EXERCISE INPUTS:
■ ■ ■ ■ ■ ■ ■
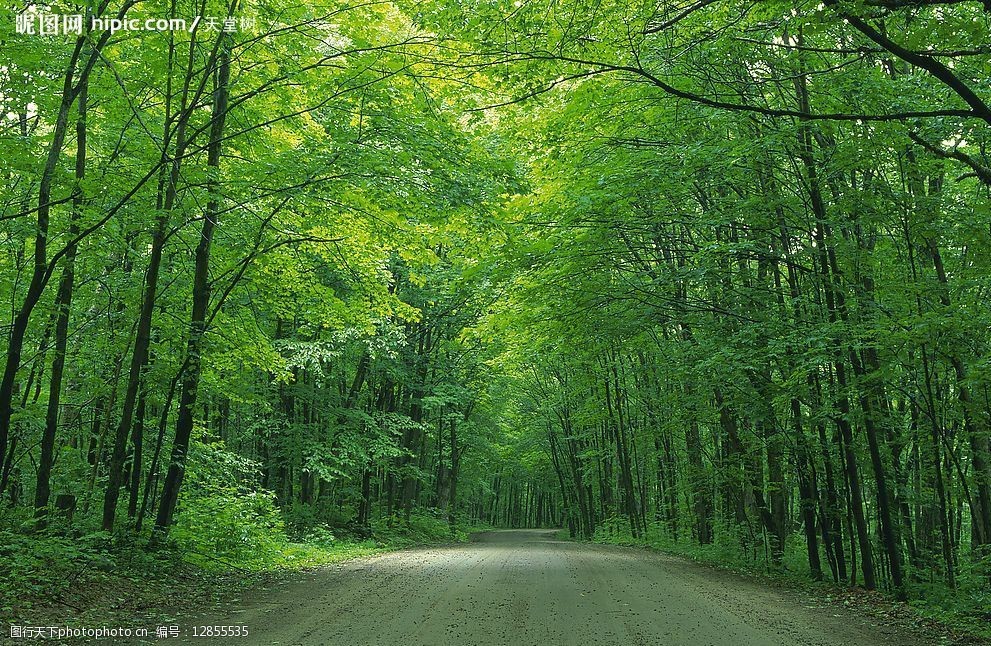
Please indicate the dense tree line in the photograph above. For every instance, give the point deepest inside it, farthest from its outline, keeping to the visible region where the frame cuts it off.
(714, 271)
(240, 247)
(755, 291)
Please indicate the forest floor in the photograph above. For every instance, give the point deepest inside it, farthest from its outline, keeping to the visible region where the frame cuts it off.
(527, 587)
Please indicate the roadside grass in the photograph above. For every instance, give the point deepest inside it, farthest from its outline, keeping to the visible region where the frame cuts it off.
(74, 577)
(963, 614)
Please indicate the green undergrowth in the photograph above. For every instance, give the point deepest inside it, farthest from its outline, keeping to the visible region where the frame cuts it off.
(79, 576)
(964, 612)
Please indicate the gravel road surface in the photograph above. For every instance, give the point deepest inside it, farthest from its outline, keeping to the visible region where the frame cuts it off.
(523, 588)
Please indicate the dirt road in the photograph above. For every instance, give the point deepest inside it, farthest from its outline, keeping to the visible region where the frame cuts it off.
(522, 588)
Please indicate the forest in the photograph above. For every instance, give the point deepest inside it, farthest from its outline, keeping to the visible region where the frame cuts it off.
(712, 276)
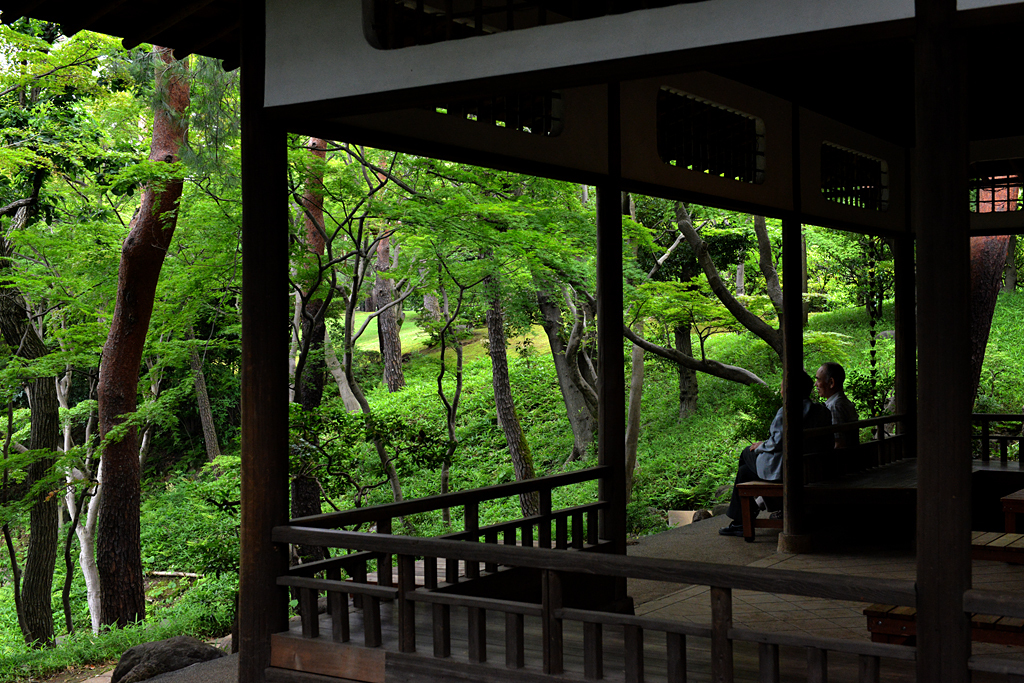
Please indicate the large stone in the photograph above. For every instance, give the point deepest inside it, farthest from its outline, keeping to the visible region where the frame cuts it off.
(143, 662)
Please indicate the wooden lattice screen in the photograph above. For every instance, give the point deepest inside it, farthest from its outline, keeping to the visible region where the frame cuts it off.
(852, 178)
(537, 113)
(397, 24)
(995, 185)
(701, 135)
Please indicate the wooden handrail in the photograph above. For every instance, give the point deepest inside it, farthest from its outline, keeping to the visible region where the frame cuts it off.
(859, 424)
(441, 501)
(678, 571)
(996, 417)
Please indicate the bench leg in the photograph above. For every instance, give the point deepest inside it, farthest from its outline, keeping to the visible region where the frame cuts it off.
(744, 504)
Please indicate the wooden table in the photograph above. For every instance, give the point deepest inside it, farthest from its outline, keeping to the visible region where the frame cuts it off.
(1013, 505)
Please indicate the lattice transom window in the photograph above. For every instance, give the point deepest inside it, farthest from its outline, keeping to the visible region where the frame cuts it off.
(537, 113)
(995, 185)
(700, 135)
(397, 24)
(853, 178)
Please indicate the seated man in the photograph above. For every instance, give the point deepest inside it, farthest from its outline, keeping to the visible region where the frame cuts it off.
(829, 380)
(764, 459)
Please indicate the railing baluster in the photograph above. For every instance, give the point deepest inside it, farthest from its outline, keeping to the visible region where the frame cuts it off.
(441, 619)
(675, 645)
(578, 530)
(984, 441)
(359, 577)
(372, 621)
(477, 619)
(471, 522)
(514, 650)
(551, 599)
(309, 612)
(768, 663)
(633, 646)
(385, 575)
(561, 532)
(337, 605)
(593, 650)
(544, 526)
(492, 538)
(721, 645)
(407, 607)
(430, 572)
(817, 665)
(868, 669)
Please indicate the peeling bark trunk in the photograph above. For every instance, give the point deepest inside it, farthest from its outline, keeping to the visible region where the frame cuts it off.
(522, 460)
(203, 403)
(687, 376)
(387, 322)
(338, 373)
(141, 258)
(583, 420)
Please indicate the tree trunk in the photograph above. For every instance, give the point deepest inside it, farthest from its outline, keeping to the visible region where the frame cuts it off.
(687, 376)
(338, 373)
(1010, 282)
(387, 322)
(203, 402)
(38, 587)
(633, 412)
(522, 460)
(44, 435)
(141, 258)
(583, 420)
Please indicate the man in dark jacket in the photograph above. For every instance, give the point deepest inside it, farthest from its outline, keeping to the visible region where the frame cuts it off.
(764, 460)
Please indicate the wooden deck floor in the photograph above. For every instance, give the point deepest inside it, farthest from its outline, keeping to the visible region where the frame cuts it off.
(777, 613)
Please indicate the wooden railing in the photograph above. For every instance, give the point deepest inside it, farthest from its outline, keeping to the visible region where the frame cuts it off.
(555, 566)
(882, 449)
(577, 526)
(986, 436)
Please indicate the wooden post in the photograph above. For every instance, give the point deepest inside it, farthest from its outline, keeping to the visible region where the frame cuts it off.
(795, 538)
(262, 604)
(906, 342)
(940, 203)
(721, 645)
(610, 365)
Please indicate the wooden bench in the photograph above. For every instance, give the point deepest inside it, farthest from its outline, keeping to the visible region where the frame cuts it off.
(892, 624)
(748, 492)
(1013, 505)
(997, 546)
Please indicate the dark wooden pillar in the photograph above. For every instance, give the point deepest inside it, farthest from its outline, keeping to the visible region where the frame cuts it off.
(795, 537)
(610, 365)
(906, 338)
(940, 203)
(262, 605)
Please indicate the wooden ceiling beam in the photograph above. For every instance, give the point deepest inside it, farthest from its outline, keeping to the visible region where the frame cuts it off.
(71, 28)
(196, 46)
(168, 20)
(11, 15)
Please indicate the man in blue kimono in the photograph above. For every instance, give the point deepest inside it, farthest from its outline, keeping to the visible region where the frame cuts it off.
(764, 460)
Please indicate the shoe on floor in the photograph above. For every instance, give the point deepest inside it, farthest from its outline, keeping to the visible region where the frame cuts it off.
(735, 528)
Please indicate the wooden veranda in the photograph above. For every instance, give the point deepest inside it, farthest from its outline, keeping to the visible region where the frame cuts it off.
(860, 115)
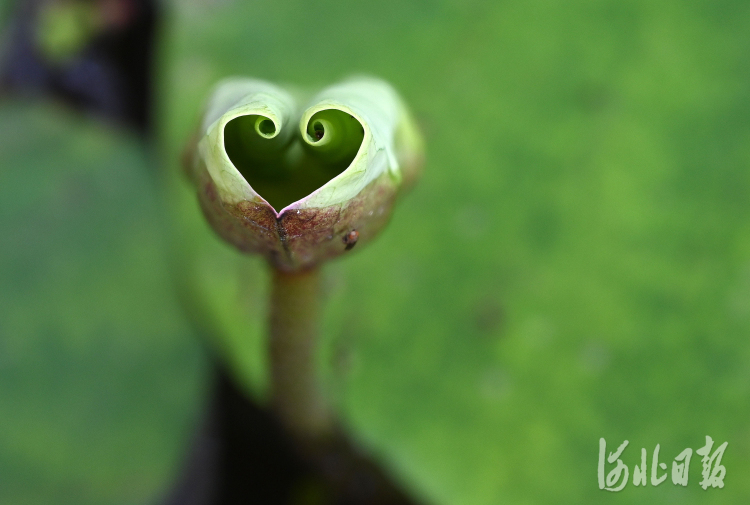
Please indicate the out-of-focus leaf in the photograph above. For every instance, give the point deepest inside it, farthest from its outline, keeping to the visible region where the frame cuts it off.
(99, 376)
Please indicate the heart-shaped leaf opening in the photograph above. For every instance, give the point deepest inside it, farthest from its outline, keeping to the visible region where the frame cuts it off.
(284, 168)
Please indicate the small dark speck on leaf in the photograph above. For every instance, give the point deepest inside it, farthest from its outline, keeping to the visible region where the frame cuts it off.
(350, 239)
■ ■ ■ ■ ■ ■ ■
SET TASK:
Render the lines from the one containing "Please indicate the out-of-focus" through the end of the items as a Markdown table with the columns Row and Item line, numbering each row and leaving out blank lines.

REPLY:
| Row | Item line |
|---|---|
| 1 | Please indicate the out-of-focus leaf in the photograph above. For every instance, give the point deepest inside it, farthest from its outline, keeping to the visible region where the frame cuts it off. |
| 2 | (99, 376) |
| 3 | Please indicate the heart-shaped leaf opening in the photograph above. For every instance, give the point deepest inside it, farthest from its outline, keeping to the visible region where the frame cuts it off. |
| 4 | (284, 168) |
| 5 | Please indicate the small dark speck on leaf in the photograph above. For every instance, give the point deepest inside it, farthest from its outline, keeping to the visible region where the frame cuts it off. |
| 6 | (350, 239) |